**Requirements**
Extract every line below that contains the word "trousers", matching case exactly.

**Record excerpts**
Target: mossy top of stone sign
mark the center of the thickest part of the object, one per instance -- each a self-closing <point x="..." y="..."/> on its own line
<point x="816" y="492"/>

---

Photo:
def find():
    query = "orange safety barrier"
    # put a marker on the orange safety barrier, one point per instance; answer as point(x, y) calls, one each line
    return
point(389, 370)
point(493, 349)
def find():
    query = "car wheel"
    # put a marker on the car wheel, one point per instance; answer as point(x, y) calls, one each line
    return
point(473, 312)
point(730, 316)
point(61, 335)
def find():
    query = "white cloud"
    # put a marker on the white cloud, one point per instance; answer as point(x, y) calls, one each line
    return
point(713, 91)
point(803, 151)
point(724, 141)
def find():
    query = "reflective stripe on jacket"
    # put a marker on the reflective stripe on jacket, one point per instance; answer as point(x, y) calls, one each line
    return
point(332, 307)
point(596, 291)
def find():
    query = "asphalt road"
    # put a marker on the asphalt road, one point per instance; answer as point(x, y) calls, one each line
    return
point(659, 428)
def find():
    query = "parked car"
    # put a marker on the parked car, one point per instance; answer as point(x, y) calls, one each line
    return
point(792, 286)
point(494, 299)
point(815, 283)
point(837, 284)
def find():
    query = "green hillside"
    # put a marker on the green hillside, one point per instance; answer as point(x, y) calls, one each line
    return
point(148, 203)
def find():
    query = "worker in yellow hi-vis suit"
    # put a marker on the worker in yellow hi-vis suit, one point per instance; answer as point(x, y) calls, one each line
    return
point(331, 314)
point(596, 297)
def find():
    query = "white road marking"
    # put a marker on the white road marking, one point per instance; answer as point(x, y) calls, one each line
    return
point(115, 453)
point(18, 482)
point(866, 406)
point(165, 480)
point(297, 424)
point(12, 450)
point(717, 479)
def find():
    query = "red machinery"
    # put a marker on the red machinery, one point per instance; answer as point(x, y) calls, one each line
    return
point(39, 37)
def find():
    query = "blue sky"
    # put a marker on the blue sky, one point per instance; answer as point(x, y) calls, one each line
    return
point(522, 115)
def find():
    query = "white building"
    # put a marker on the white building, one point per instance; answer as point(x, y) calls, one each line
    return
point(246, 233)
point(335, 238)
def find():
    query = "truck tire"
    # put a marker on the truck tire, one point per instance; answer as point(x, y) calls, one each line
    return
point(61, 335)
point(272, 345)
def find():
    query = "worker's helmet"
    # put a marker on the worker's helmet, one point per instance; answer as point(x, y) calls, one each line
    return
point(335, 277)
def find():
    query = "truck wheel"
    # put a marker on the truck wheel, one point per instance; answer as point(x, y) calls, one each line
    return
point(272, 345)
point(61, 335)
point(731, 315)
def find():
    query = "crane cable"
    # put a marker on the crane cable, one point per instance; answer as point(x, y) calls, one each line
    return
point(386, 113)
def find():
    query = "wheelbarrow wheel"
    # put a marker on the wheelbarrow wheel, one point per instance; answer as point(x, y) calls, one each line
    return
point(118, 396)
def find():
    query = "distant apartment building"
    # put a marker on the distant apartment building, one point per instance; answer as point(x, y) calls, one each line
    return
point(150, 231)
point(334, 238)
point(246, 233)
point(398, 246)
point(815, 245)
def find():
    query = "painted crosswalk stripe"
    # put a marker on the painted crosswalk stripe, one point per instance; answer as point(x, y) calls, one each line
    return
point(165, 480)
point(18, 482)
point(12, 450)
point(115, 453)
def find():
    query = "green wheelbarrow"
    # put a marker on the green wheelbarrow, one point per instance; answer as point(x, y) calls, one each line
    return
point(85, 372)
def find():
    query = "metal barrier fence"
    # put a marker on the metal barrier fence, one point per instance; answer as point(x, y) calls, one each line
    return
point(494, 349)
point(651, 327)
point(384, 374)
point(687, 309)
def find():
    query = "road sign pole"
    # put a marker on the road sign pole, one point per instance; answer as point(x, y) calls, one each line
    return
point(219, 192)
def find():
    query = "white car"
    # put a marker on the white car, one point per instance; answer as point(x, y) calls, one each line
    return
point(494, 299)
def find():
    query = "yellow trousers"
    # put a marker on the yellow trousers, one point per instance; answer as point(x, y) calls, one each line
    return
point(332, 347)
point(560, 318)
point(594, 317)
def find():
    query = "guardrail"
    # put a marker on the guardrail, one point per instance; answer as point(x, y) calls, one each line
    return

**Response to the exercise**
    query = "yellow trousers"
    # put a marker on the yellow trousers, one point per instance; answer as point(x, y) calls, one each line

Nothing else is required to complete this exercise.